## Ziel der Übung
Entnimm dem Text über Tilman Birr wörtlich den Abschnitt, der bei „Was Birr in“ beginnt und bei „Bahn (dritte Version)“ endet.

## Dokumenttext
┌────────

Name: Birr. Job: Stadtbilderklärer.

Wovon viele Autoren nur träumen – bei Tilman Birr hat es auf Anhieb geklappt. Sein Buch erscheint in einem großen Verlag, noch dazu als Hardcover. Doch eigentlich wundert das nicht. Tilman Birr ist seit Jahr und Tag in Wort und Text zu Hause: zunächst auf Lesebühnen in Frankfurt am Main, später mit einem eigenen Kabarett-Programm. Und auch in Berlin Lesebühnen- und Slam-Poetry-Autor und ……. Stadtbilderklärer. Aus seinen Erlebnissen als Berliner Stadtführer hat er ein Buch gemacht: On se left you see se Siegessäule – Erlebnisse mit Bayern, die nicht Deutsch sprechen, erbosten Senioren und gelangweilten Schülern …

Was Birr in seinem Buch erzählt ist unterhaltsam. Ja, ja, so sind sie, die Touris.
Doch wie sieht`s mit den Berlinern aus? Tilman Birr hat uns einen Slam-Text über seinem Friedrichshainer Heimat-Kiez zur Verfügung gestellt. Oh weh!

Der Weg zur Bahn (dritte Version)

└────────

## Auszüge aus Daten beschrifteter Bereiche
┌────────

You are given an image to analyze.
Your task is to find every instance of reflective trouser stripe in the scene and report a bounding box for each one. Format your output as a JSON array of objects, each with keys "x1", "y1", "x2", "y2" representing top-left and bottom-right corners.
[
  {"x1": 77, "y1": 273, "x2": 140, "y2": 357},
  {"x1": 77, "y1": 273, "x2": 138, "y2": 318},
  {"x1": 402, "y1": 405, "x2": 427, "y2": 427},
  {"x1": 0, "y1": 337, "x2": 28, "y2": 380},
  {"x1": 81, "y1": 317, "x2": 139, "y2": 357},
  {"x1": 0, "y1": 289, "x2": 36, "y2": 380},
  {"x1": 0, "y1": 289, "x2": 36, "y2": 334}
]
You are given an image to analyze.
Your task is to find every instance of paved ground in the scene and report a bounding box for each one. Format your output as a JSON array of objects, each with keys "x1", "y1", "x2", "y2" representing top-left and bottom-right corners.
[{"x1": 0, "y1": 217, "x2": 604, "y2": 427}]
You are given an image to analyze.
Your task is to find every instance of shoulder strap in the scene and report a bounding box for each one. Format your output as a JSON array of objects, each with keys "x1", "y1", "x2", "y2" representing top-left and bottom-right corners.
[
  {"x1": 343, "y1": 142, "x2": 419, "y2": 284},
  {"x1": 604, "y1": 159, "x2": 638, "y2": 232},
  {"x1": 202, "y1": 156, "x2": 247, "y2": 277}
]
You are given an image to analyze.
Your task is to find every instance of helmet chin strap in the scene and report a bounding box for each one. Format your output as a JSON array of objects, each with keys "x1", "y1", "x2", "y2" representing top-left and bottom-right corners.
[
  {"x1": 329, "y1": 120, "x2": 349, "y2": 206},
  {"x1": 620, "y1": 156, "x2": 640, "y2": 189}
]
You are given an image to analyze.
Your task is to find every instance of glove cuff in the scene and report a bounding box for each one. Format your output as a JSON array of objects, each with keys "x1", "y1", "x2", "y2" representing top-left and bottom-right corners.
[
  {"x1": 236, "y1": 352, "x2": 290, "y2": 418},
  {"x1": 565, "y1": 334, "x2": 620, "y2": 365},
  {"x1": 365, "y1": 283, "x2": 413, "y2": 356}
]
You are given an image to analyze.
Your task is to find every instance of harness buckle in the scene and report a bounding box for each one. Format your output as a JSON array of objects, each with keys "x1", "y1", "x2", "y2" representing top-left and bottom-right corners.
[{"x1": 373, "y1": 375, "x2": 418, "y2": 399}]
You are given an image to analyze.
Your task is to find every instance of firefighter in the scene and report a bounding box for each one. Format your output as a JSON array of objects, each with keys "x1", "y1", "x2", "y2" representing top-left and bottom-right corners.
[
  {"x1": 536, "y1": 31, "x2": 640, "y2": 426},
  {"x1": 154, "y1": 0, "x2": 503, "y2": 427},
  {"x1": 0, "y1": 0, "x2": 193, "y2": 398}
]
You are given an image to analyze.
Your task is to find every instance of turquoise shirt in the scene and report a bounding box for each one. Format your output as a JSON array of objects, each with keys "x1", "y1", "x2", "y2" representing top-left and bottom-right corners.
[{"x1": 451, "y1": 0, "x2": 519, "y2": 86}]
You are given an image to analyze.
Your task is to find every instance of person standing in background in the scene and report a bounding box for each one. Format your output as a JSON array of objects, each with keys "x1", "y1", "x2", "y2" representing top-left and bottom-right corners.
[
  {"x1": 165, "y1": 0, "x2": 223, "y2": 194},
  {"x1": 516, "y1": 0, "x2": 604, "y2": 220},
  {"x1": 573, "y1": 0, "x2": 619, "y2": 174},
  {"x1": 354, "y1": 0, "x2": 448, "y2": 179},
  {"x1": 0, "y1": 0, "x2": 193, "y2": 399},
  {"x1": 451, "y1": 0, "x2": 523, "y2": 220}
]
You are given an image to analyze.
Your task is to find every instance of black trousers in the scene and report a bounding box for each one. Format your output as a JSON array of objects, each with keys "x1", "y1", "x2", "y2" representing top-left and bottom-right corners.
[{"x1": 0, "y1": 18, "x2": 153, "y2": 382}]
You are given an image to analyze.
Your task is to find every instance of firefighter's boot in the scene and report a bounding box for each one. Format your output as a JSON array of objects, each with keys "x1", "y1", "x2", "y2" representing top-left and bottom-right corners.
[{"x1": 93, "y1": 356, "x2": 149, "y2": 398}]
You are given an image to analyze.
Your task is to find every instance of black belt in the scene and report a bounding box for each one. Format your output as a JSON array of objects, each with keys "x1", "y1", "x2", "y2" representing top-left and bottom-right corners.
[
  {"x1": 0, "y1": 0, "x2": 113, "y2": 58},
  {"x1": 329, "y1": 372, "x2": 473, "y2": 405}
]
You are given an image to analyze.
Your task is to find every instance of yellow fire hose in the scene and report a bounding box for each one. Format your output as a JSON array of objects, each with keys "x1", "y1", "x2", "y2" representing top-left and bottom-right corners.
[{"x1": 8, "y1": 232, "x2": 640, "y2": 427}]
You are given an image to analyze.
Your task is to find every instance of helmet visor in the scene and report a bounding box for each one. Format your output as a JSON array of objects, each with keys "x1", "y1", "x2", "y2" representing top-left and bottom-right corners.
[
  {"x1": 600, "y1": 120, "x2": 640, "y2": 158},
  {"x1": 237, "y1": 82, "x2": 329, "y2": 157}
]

└────────

## Antwort unten
Was Birr in seinem Buch erzählt ist unterhaltsam. Ja, ja, so sind sie, die Touris.
Doch wie sieht`s mit den Berlinern aus? Tilman Birr hat uns einen Slam-Text über seinem Friedrichshainer Heimat-Kiez zur Verfügung gestellt. Oh weh!

Der Weg zur Bahn (dritte Version)